▶ PAGE EXTRACT:
* * *

Last week, I had an enlightening conversation with one of my colleagues (who happens to also be a dear friend) and she mentioned that she finally felt she discovered her passion in life. Her inspirational words rang deep within me. In that moment I remembered that I, too, have a passion and sense of belonging in this world only I had allowed my fear and worries to diminish my spirit. From a very young age, I was always fascinated with science and I had a certain naiveté in life that allowed me to be incredibly optimistic. I appreciated the challenges and difficulties I faced when I was learning natural sciences. Furthermore, I was given an experience with cancer that ignited my passion and bolstered my motivation to choose a path in science despite being faced with the challenges of being a first-generation college student.
Education is certainly a privilege. My passion in life has always involved science and my wish from a very young age was to be involved in somehow making cancer therapeutics better. Without my education, I would not be able to pursue my passion in life. Upon entering college, I was fortunate enough to continue having brilliant and supportive science teachers and discover what’s really going on in the life of a scientist (or researcher). During college I learned what a PhD was and how one could be paid (at least in STEM fields) a livable wage to obtain this high degree. I remember thinking, “wow, if I study hard and work hard enough, this is definitely possible!” I was flabbergasted by the idea that I could be paid to obtain a degree and specialized training to do what I was most passionate about in life.
I think I was prepared, at least in some ways, for the difficulties of graduate school. What I wasn’t prepared for, was the realization that these difficulties that I face during graduate school would make me doubt my passion in life. During grad school, particularly in my third year, I internalized the challenges I faced in research and began to question if I really had what it took to “succeed” in doing what I thought my greatest passion was. Mindfulness meditation has woken up my inner spirit from its slumber where it had been resting after being burdened by increasing self-doubt. In my experience, mindfulness meditation has not only lifted the veil from my eyes, but has also begun to strengthen my mind. Altogether, my practice of mindfulness has provided me with clarity once more and self-confidence to believe in myself and continue doing what I love.

* * *

▶ WHAT THE EXERCISE ASKS: In the essay about a passion for science, during which year of graduate school did the writer begin to question having what it took to succeed? The records come from a different source than the essay.

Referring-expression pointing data
* * *

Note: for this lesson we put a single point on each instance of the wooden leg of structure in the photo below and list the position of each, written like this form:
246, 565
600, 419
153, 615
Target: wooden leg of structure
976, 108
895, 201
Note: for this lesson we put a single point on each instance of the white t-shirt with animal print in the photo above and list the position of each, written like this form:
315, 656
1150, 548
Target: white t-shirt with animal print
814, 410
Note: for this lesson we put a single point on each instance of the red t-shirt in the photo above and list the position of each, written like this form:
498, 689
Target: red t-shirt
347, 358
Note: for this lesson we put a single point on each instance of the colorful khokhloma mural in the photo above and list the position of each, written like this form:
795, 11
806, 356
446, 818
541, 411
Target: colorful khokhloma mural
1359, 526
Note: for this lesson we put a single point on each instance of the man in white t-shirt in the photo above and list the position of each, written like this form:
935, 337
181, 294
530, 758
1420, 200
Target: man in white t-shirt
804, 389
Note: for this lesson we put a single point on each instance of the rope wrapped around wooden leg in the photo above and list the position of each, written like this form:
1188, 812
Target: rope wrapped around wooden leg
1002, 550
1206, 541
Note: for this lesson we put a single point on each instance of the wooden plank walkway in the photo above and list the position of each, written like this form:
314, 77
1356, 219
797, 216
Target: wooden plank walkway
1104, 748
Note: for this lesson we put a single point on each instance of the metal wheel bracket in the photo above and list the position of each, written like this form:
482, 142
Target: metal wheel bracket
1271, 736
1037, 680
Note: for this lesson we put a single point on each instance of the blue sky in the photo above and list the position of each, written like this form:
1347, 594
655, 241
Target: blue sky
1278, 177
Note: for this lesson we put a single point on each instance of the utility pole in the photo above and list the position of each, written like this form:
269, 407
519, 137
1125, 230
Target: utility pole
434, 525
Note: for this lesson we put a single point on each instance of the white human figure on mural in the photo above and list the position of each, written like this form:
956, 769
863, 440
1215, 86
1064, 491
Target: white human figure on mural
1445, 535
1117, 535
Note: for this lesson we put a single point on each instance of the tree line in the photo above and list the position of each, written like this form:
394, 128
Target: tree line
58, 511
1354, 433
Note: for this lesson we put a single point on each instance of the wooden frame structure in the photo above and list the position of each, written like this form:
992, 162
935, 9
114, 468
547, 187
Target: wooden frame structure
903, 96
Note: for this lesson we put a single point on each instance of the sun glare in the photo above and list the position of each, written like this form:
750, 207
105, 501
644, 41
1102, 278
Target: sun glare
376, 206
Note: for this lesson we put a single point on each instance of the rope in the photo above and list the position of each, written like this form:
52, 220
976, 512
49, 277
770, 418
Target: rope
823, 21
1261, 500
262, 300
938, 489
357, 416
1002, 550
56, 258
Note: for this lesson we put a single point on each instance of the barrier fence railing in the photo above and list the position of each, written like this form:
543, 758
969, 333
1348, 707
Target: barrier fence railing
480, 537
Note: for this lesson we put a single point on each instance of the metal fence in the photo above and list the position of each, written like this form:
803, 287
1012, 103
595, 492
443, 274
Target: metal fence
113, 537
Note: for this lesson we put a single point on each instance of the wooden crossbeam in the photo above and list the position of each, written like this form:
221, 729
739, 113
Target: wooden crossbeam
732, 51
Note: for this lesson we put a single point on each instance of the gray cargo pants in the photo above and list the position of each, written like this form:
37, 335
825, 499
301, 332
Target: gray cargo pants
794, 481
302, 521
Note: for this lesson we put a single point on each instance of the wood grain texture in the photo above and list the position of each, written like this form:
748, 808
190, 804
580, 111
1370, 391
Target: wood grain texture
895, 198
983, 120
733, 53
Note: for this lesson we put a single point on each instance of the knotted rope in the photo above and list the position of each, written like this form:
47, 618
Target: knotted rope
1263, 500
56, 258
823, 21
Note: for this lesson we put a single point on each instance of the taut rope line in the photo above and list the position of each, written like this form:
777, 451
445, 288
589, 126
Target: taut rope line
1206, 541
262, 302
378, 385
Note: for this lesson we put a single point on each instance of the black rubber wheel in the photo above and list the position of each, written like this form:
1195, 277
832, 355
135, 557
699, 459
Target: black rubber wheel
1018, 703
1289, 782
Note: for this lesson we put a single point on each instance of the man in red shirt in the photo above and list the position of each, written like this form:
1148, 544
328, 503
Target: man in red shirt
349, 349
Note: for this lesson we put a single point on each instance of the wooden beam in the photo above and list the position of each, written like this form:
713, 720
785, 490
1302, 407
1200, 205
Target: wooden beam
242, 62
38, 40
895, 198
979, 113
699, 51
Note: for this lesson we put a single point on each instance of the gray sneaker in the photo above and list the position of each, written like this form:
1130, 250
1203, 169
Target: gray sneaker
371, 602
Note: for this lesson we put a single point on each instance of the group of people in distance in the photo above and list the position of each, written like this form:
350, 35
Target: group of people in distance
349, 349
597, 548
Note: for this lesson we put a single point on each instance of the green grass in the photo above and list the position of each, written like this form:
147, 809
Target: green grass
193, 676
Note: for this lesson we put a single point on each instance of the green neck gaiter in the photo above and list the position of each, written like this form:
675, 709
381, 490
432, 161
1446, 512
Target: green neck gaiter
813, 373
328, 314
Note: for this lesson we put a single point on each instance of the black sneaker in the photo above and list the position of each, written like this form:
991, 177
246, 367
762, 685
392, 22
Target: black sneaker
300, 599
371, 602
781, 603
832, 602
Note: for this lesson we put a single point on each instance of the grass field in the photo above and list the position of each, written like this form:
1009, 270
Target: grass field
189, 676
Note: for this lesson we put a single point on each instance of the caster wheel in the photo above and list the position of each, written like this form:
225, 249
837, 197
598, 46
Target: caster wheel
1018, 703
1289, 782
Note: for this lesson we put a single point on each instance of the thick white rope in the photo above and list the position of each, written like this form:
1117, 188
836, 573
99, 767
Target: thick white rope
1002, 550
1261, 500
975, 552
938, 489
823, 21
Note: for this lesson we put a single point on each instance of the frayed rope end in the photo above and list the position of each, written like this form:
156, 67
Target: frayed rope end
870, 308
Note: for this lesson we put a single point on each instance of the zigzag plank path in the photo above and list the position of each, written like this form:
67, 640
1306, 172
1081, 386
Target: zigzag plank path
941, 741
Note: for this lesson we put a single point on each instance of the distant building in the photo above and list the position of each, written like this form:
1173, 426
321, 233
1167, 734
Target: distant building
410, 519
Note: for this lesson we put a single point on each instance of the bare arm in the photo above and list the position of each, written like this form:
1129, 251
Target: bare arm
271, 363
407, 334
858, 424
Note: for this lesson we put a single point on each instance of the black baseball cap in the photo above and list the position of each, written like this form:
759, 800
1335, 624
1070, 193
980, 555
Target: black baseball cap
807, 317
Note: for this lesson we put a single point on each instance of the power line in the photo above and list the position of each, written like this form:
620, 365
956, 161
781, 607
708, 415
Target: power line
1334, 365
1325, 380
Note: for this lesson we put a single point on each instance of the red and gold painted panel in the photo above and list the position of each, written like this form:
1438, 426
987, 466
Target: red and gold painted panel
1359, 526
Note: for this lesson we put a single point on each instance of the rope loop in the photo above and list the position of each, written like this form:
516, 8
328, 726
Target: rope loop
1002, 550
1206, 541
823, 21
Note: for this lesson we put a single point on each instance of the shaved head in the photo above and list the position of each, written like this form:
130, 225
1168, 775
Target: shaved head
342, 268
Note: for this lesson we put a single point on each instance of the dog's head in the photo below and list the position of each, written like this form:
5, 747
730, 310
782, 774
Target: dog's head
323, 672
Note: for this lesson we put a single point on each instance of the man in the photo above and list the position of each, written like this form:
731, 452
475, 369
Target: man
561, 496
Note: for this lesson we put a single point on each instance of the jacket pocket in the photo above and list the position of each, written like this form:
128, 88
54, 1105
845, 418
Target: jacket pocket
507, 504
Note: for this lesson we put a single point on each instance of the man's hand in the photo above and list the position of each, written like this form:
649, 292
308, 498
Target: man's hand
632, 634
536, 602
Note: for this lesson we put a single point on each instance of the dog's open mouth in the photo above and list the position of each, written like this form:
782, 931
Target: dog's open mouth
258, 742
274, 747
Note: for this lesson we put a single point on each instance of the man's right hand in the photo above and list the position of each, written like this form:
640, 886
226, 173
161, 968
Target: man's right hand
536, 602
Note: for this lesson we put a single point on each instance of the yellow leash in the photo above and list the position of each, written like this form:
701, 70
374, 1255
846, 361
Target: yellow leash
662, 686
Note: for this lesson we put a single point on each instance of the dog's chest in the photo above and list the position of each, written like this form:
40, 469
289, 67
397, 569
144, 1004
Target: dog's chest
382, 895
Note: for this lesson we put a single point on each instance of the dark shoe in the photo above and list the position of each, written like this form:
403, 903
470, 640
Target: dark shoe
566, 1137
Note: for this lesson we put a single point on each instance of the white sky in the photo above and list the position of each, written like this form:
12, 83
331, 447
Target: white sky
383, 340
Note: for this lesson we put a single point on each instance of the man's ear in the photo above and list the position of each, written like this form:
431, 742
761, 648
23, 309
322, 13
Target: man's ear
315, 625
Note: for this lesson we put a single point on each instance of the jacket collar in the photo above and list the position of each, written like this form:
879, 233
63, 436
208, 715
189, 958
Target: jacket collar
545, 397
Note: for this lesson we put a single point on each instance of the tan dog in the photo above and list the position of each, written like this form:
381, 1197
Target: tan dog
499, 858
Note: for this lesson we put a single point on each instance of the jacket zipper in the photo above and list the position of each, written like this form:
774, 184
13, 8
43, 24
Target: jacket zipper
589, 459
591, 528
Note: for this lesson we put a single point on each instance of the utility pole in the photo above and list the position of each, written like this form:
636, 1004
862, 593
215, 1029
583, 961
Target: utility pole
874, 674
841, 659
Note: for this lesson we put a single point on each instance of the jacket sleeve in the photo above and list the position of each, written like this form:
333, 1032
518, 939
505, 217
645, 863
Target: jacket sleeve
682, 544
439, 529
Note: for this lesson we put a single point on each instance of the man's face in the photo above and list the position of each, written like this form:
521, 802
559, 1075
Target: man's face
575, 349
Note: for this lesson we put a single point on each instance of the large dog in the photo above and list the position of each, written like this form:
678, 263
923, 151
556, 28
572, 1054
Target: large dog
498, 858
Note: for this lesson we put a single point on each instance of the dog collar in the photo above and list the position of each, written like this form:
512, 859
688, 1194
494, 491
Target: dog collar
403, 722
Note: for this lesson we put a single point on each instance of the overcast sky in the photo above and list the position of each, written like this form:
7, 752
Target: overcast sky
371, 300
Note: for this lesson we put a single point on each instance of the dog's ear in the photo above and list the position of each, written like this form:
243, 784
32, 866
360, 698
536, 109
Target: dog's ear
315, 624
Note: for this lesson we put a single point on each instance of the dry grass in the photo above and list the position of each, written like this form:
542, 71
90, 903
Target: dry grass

* * *

▶ YOUR SOLUTION: The third year.